◆ WHAT TO PRODUCE: Repeat, exactly as written, the lines from the one with "Every instance of the glider long" to the final line of the listing, and keep every picture out.

SOURCE MATERIAL below:

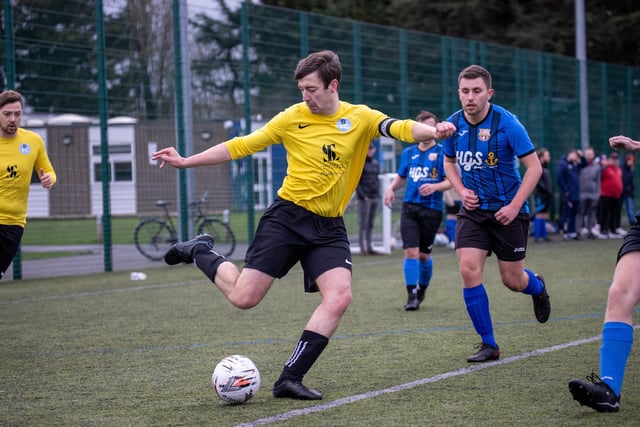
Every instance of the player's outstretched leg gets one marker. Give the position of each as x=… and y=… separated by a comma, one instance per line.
x=185, y=251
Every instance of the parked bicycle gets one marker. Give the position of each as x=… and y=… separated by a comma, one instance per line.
x=154, y=236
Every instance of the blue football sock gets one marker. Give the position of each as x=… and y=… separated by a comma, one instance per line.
x=477, y=302
x=426, y=272
x=535, y=286
x=411, y=271
x=543, y=228
x=617, y=340
x=536, y=228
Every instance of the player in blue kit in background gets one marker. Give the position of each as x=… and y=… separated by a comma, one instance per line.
x=422, y=169
x=481, y=165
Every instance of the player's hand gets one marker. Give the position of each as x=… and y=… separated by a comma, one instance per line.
x=45, y=179
x=426, y=189
x=389, y=197
x=444, y=130
x=168, y=156
x=506, y=214
x=469, y=199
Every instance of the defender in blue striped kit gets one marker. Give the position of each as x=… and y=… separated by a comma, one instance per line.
x=480, y=163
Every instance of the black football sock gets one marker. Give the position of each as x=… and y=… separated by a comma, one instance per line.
x=304, y=356
x=208, y=262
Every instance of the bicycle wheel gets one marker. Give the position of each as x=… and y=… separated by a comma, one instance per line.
x=153, y=238
x=223, y=238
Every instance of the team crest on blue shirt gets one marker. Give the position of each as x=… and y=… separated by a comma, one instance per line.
x=491, y=159
x=484, y=134
x=343, y=124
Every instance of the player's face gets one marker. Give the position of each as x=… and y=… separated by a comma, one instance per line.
x=10, y=115
x=319, y=99
x=474, y=97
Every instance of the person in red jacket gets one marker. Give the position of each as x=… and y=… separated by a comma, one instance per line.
x=610, y=197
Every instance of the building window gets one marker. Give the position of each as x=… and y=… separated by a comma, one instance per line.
x=122, y=172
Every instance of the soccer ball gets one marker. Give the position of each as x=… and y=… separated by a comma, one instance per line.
x=236, y=379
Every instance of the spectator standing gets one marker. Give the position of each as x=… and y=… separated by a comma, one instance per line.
x=629, y=188
x=368, y=194
x=602, y=393
x=543, y=198
x=611, y=198
x=589, y=195
x=568, y=179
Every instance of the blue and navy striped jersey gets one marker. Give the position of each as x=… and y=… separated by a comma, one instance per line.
x=486, y=154
x=422, y=167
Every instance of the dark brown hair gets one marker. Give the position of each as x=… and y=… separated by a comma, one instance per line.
x=325, y=62
x=9, y=97
x=475, y=71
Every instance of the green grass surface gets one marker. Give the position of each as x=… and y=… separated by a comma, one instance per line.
x=104, y=350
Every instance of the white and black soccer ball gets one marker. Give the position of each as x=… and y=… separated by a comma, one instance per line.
x=236, y=379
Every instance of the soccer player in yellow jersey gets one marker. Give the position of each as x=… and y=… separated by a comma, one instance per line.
x=326, y=141
x=21, y=151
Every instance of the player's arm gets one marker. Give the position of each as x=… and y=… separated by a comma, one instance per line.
x=621, y=141
x=532, y=174
x=211, y=156
x=45, y=170
x=423, y=132
x=468, y=197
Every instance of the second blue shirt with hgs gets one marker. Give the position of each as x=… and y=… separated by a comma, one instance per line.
x=419, y=168
x=486, y=154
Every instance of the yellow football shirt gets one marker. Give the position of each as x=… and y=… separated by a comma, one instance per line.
x=325, y=154
x=19, y=156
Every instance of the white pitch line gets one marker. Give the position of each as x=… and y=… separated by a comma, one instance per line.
x=406, y=386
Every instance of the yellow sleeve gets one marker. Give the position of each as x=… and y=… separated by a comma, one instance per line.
x=257, y=140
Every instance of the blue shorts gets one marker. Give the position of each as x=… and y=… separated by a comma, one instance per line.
x=631, y=242
x=480, y=229
x=288, y=233
x=418, y=226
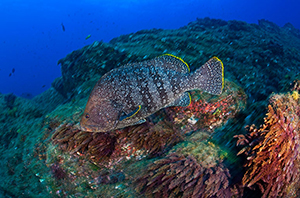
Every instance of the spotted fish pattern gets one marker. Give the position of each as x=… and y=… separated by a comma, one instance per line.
x=127, y=95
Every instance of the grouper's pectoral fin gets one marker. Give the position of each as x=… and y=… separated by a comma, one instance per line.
x=129, y=115
x=184, y=100
x=139, y=122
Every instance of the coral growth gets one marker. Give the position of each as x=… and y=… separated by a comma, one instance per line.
x=192, y=171
x=208, y=113
x=152, y=138
x=96, y=146
x=272, y=150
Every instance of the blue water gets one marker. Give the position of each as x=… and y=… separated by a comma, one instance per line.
x=32, y=39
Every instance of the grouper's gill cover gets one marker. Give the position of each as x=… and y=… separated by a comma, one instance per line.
x=127, y=95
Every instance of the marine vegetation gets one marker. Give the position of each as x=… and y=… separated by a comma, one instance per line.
x=95, y=146
x=191, y=149
x=272, y=151
x=193, y=170
x=207, y=112
x=153, y=139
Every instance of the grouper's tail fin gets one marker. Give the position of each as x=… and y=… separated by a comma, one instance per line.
x=209, y=77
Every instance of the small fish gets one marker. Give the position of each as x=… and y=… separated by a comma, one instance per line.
x=63, y=27
x=127, y=95
x=89, y=36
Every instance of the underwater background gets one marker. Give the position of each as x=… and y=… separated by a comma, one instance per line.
x=242, y=143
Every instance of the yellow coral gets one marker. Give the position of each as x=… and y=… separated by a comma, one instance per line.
x=295, y=95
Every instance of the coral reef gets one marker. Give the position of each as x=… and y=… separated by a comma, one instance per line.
x=96, y=146
x=206, y=112
x=193, y=170
x=43, y=154
x=152, y=138
x=272, y=150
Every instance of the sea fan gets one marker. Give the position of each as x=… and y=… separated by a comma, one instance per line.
x=272, y=151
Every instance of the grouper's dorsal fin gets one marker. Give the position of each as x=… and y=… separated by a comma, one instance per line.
x=129, y=115
x=184, y=100
x=171, y=62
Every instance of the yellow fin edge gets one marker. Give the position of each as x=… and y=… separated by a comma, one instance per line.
x=190, y=98
x=178, y=59
x=222, y=70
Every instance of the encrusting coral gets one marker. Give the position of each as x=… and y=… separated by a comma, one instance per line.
x=206, y=112
x=96, y=146
x=195, y=170
x=152, y=138
x=272, y=150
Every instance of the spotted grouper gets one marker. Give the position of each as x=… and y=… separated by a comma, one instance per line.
x=127, y=95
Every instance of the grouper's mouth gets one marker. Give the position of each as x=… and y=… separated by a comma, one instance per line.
x=90, y=128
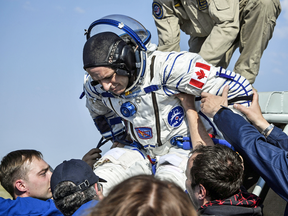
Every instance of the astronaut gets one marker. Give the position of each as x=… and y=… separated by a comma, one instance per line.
x=217, y=28
x=131, y=89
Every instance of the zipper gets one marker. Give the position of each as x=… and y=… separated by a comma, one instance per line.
x=155, y=105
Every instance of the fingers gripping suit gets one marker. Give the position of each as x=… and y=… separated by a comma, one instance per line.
x=159, y=115
x=217, y=28
x=156, y=116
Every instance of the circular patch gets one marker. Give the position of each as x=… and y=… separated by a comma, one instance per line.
x=176, y=116
x=157, y=10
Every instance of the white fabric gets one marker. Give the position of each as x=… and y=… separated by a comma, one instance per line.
x=173, y=73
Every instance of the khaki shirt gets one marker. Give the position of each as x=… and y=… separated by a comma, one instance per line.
x=218, y=20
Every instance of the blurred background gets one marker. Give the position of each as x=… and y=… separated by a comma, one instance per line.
x=41, y=75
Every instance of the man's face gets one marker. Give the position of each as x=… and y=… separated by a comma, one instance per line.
x=191, y=191
x=38, y=179
x=109, y=80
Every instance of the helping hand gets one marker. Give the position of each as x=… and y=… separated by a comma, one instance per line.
x=253, y=113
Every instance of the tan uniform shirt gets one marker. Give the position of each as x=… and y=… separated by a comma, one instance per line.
x=214, y=26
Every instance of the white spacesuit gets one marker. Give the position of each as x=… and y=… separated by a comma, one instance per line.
x=153, y=115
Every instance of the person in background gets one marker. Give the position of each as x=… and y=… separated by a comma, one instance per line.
x=145, y=195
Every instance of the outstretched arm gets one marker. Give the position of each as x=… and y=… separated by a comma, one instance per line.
x=198, y=133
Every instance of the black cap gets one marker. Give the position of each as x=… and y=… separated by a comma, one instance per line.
x=76, y=171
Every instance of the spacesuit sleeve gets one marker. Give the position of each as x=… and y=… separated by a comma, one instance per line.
x=107, y=122
x=189, y=73
x=167, y=24
x=226, y=17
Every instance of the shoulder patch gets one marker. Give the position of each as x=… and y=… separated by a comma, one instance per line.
x=200, y=75
x=157, y=10
x=144, y=132
x=202, y=4
x=176, y=116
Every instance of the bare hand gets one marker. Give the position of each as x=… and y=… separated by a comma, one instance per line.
x=210, y=104
x=253, y=113
x=92, y=156
x=187, y=101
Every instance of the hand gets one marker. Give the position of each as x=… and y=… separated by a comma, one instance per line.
x=253, y=113
x=187, y=101
x=92, y=156
x=117, y=144
x=210, y=104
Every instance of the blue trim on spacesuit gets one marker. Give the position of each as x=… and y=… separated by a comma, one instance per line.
x=184, y=75
x=232, y=79
x=165, y=89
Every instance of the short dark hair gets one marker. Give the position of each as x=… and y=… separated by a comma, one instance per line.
x=13, y=167
x=219, y=169
x=145, y=195
x=69, y=204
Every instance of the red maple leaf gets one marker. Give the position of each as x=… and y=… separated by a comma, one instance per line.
x=200, y=74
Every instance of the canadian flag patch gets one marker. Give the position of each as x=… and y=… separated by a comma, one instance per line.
x=200, y=76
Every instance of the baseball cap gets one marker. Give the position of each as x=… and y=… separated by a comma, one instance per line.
x=76, y=171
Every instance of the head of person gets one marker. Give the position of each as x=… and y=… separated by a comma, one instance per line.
x=24, y=173
x=213, y=173
x=73, y=183
x=145, y=195
x=114, y=59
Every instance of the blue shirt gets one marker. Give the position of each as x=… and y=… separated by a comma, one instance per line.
x=28, y=206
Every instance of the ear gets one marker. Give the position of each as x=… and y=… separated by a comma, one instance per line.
x=202, y=192
x=20, y=186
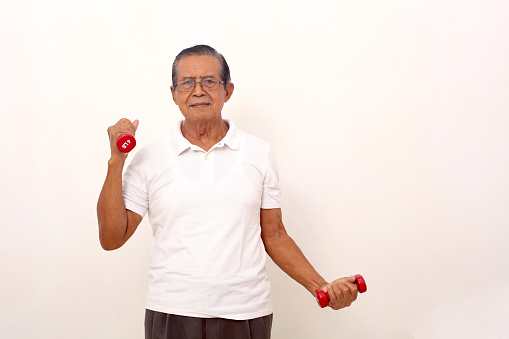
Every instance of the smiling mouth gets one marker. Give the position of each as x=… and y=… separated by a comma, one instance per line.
x=200, y=105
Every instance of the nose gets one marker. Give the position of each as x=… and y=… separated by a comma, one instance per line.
x=198, y=89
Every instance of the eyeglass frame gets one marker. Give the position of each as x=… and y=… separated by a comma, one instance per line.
x=198, y=82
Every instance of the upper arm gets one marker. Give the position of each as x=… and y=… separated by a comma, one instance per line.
x=133, y=221
x=271, y=222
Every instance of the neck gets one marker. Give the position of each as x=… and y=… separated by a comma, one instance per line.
x=204, y=133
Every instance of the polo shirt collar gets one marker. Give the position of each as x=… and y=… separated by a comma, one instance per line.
x=231, y=139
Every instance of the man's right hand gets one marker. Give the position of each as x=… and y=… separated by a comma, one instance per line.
x=122, y=126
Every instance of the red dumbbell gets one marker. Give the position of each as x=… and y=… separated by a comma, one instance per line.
x=126, y=142
x=322, y=297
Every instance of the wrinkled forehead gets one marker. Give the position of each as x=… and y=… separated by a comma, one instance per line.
x=198, y=66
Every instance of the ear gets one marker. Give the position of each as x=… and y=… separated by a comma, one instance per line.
x=174, y=95
x=229, y=91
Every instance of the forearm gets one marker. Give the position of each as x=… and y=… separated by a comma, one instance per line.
x=111, y=212
x=289, y=257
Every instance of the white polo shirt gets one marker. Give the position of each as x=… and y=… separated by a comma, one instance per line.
x=207, y=257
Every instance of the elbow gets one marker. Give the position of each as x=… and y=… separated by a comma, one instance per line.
x=109, y=247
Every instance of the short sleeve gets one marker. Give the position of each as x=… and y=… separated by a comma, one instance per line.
x=134, y=187
x=271, y=197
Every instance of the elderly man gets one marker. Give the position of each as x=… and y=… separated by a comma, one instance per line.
x=213, y=199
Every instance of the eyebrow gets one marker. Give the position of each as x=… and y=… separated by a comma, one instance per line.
x=203, y=77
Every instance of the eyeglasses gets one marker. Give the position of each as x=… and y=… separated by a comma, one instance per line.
x=188, y=85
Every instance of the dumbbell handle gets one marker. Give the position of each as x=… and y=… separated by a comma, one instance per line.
x=126, y=142
x=322, y=297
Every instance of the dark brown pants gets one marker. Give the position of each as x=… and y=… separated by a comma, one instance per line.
x=168, y=326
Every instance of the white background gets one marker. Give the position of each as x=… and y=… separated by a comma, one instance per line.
x=390, y=124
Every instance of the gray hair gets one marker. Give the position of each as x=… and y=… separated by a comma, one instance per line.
x=201, y=50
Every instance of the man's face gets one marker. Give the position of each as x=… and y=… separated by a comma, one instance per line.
x=201, y=105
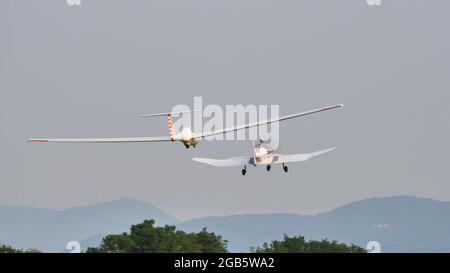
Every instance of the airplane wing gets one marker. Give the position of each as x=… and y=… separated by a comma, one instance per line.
x=278, y=159
x=229, y=162
x=103, y=140
x=259, y=123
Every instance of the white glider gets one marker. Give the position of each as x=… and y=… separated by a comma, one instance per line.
x=187, y=137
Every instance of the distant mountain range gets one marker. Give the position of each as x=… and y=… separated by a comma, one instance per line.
x=399, y=224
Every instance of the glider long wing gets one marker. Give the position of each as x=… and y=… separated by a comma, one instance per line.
x=259, y=123
x=102, y=140
x=229, y=162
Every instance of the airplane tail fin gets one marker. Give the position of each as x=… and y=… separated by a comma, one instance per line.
x=169, y=119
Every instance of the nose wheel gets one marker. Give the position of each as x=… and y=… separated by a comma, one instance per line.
x=244, y=170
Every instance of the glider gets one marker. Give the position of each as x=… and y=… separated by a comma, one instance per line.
x=186, y=136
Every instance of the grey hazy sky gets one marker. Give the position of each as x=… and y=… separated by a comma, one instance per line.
x=91, y=70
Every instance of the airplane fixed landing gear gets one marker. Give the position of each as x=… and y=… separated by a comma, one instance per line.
x=244, y=170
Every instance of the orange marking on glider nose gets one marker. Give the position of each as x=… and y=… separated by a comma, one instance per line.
x=169, y=123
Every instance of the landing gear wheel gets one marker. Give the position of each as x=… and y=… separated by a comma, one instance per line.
x=244, y=170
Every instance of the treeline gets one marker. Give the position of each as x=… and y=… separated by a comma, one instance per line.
x=148, y=238
x=10, y=249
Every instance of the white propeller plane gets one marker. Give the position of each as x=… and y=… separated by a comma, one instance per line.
x=263, y=154
x=186, y=136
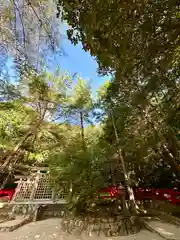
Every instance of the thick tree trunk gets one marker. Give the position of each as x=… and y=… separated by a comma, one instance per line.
x=130, y=192
x=82, y=129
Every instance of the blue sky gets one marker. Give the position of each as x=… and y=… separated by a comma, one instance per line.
x=75, y=60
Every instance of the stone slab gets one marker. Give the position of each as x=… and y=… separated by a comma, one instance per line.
x=166, y=230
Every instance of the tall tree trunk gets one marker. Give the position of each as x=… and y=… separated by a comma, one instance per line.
x=27, y=135
x=130, y=192
x=82, y=129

End of SOURCE MATERIAL.

◆ ANSWER TO THE EXERCISE:
Every instance of the glider long wing gets one marker. Give the position of each as x=… and y=… separated by a comma, one instance per line.
x=259, y=123
x=102, y=140
x=229, y=162
Every instance of the airplane tail fin gets one marker. Give the position of each as x=… and y=… separated by a comma, one instance per line.
x=169, y=119
Every instance of the nose wheel gets one marker. Give the position of each as x=… and y=… separated by a comma, one instance per line.
x=244, y=170
Every instance of the glider gets one marker. Give the position of each as x=… and y=… separated by a comma, one instance per line.
x=186, y=136
Every instance of the grey hazy sky gets one marker. Give the position of each as x=… and y=… separated by a comma, one instance per line.
x=91, y=70
Every instance of the airplane fixed landing gear gets one marker. Give the position of each as x=… and y=… separated by a comma, one instance per line.
x=244, y=170
Every instance of the orange marking on glider nose gets one marker. Give the position of each as x=… and y=… separated by a comma, one instance per line.
x=169, y=123
Every instance of the landing gear wheel gets one marker. Give the position of each as x=… and y=… separated by a comma, one instance per line.
x=244, y=170
Every instance of the treeline gets one marker. Give the position of each as x=… and y=… separated by a comma, one instance per line.
x=148, y=238
x=10, y=249
Every instance of the white propeller plane gets one marker. Give the position of each as x=… and y=… separated by a comma, one instance per line.
x=263, y=154
x=186, y=136
Every instance of the thick tree trunk gets one marker. Give the position of each as x=… and y=… separated by a comma, one instance per line.
x=130, y=192
x=82, y=129
Every instance of the blue sky gets one marker. Give the position of each as x=… and y=… separated by a comma, one instance per line.
x=75, y=60
Every instance of the stone slab gets one marker. Give the position of each as x=… and y=… separated by a comma, one instance per line.
x=166, y=230
Every instance of the tall tree trunk gets one marker. Give the position of each as x=… and y=… separated by a comma, one instance per line.
x=27, y=135
x=130, y=192
x=82, y=129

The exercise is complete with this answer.